- **Conjunto de tareas**:
A. Traduzca al inglés esta oración del texto proporcionado: "Amar significa darse, soportar y nunca juzgar."
B. Según el texto proporcionado, ¿con qué fin desea la Madre que los corazones estén llenos de paz y que las almas sean puras? Responda en una a tres oraciones.

- **Texto proporcionado**:
“Queridos hijos, mi deseo maternal es que vuestros corazones estén llenos de paz y que vuestras almas sean puras, para que, en la presencia de mi Hijo, podáis ver su Rostro. Porque, hijos míos, yo como Madre sé que estáis sedientos de consuelo, de esperanza y de protección. Vosotros, hijos míos consciente o inconscientemente buscáis a mi Hijo. También yo, mientras vivía en el tiempo terreno, me alegraba, sufría y soportaba con paciencia los dolores, hasta que mi Hijo, en toda su gloria, los suprimió. Y por eso digo a mi Hijo: «Ayúdales siempre». Vosotros, hijos míos, con un amor verdadero, iluminad la oscuridad del egoísmo, que envuelve cada vez más a mis hijos. Sed generosos: que vuestras manos y vuestro corazón estén siempre abiertos. No tengáis miedo, abandonaos a mi Hijo con confianza y esperanza. Mirándolo a Él, vivid la vida con amor. Amar significa darse, soportar y nunca juzgar. Amar significa vivir las palabras de mi Hijo. Hijos míos, como Madre os digo que solo el amor verdadero lleva a la felicidad eterna. Os doy las gracias”.

Comentario Mensaje 18 de Marzo del 2017:

Oigo en mi corazón: «Buscad mi rostro».

Tu rostro buscaré, Señor,

no me escondas tu rostro. (Salmo 26)

Esta súplica del alma sedienta de la justicia de Dios se enclava en un corazón que sumergido en las tinieblas es liberado por un resplandor celestial. La oscuridad que oprimía su corazón y su conciencia, se disipa ante una luz que purifica su alma y sana las heridas. Esa es la razón de la llamada que nos hace nuestra Madre Santísima:  “…mi deseo maternal es que vuestros corazones estén llenos de paz y que vuestras almas sean puras, para que, en la presencia de mi Hijo, podáis ver su Rostro.

En nuestras heridas almas necesitamos de consuelo,  en nuestras derrotas buscamos esperanza y en las angustias suplicamos protección. Pero estas experiencias humanas, solo pueden ser comprendidas y ponderadas por un corazón humano que,  preservado de las redes del pecado,  contiene en su interior la fecundidad del auxilio Divino.  Cuando María concibe al Verbo de Dios, concibe  el remedio para los males de quienes ella abraza, a los pies de la Cruz, como sus “queridos hijos”.

- **Datos extraídos**:
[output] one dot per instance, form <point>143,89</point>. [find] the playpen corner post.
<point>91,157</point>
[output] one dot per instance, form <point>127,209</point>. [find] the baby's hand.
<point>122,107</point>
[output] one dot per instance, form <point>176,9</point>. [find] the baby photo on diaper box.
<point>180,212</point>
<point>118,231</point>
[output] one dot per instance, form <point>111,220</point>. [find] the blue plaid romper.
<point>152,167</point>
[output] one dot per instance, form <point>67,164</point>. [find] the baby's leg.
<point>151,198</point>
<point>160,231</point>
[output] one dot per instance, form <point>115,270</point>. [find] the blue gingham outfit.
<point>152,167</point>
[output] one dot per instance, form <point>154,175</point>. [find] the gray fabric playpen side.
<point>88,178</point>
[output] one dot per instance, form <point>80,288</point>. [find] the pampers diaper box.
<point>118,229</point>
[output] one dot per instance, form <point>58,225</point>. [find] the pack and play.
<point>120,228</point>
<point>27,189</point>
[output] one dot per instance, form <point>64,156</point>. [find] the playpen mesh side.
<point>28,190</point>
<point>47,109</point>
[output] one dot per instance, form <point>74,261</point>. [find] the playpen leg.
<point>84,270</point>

--

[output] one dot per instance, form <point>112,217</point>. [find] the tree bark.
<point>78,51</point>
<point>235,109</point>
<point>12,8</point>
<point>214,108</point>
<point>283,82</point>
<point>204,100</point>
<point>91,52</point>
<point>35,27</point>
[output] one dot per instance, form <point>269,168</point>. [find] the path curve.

- **Resultados del ejercicio**:
A. To love means to give oneself, to endure, and never to judge.

B. Lo desea para que, en la presencia de su Hijo, puedan ver su Rostro.